## start Data to process

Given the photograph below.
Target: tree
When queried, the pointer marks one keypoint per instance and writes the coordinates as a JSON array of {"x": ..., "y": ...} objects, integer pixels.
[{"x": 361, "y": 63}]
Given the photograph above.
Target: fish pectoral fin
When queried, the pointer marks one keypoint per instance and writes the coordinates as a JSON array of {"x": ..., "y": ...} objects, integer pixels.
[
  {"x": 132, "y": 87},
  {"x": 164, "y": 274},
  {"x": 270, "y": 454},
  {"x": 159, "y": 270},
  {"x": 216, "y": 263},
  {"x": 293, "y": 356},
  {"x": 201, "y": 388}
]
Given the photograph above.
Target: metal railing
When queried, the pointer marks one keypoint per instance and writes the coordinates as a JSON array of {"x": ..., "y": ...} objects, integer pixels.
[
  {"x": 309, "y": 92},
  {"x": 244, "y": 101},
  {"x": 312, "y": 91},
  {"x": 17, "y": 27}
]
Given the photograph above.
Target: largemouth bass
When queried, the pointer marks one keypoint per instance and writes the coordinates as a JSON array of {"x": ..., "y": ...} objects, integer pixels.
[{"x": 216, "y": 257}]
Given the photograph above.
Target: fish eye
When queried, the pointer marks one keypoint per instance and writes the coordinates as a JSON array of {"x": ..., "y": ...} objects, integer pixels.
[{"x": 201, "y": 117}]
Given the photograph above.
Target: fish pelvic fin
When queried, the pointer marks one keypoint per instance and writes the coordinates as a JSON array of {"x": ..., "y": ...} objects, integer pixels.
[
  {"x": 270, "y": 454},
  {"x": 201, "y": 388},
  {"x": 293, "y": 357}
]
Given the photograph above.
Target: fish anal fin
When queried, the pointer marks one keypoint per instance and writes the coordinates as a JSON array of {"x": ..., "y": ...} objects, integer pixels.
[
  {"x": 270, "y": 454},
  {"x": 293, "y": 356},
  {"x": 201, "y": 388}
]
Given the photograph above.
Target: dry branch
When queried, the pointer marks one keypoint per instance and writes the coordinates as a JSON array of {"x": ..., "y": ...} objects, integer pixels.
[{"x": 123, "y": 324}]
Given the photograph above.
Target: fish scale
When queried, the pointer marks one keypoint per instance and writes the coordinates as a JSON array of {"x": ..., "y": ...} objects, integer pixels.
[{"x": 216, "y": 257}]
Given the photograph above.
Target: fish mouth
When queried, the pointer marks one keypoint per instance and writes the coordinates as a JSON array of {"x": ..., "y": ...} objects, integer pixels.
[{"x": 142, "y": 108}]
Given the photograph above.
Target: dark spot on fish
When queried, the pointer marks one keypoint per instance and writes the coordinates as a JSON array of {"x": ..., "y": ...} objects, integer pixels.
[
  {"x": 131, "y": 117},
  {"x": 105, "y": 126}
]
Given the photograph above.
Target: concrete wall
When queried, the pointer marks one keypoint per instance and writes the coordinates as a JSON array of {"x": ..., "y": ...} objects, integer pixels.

## end Data to process

Restate each record word for word.

Given the photograph below.
Target: tree
When queried, the pointer marks one keypoint per instance and writes the coordinates as a JSON array of {"x": ..., "y": ...} objects, integer pixels.
[{"x": 361, "y": 63}]
Given the photograph above.
Target: fish pectoral fin
When queried, the pointer marks one keypoint per instance and writes the coordinates as a JSON array of {"x": ..., "y": ...} objects, integer pixels.
[
  {"x": 132, "y": 87},
  {"x": 164, "y": 274},
  {"x": 270, "y": 454},
  {"x": 159, "y": 270},
  {"x": 216, "y": 263},
  {"x": 293, "y": 356},
  {"x": 201, "y": 388}
]
Given the photograph above.
Target: metal railing
When queried, the pointer marks one keypoint per instance and writes the coordinates as a JSON array of {"x": ..., "y": ...} objects, integer pixels.
[
  {"x": 309, "y": 92},
  {"x": 244, "y": 101},
  {"x": 312, "y": 91},
  {"x": 17, "y": 27}
]
Given the photograph above.
Target: largemouth bass
When queried, the pointer marks one keypoint per instance and writes the coordinates as a JSON array of {"x": ..., "y": ...} objects, integer pixels.
[{"x": 216, "y": 257}]
Given the photograph above.
Target: fish eye
When queried, the pointer marks one keypoint per instance and writes the coordinates as a JSON array of {"x": ..., "y": ...} objects, integer pixels.
[{"x": 201, "y": 117}]
Given the photograph above.
Target: fish pelvic fin
When queried, the pointer marks one keypoint per instance and writes the coordinates as a JSON array of {"x": ..., "y": ...} objects, integer pixels.
[
  {"x": 270, "y": 454},
  {"x": 201, "y": 388},
  {"x": 293, "y": 357}
]
Given the photograph above.
Target: fish anal fin
When queried, the pointer marks one keypoint per instance and writes the coordinates as a JSON array of {"x": ..., "y": ...} objects, integer pixels.
[
  {"x": 270, "y": 454},
  {"x": 293, "y": 356},
  {"x": 201, "y": 388}
]
Given the photograph above.
Target: dry branch
When queried, the pointer marks one keypoint per instance and writes the coordinates as a JSON array of {"x": ..., "y": ...} objects, integer pixels.
[{"x": 123, "y": 324}]
Given the photograph above.
Target: fish scale
When queried, the pointer marks one keypoint per instance and writes the coordinates as a JSON array of {"x": ..., "y": ...} objects, integer pixels.
[{"x": 216, "y": 257}]
Given the photograph above.
Target: fish mouth
When queried, the pointer marks one keypoint per instance and writes the coordinates as a JSON array of {"x": ..., "y": ...} objects, integer pixels.
[{"x": 142, "y": 108}]
Given the photograph above.
Target: dark spot on fish
When queried, the pointer marks one keypoint per instance and writes the coordinates as a JSON array of {"x": ..., "y": ...} objects, integer pixels.
[
  {"x": 131, "y": 117},
  {"x": 105, "y": 126}
]
Given the photograph above.
Target: concrete wall
When queried, the pointer marks one keypoint per instance and writes the coordinates as a JSON array of {"x": ..., "y": ...} objects, integer pixels.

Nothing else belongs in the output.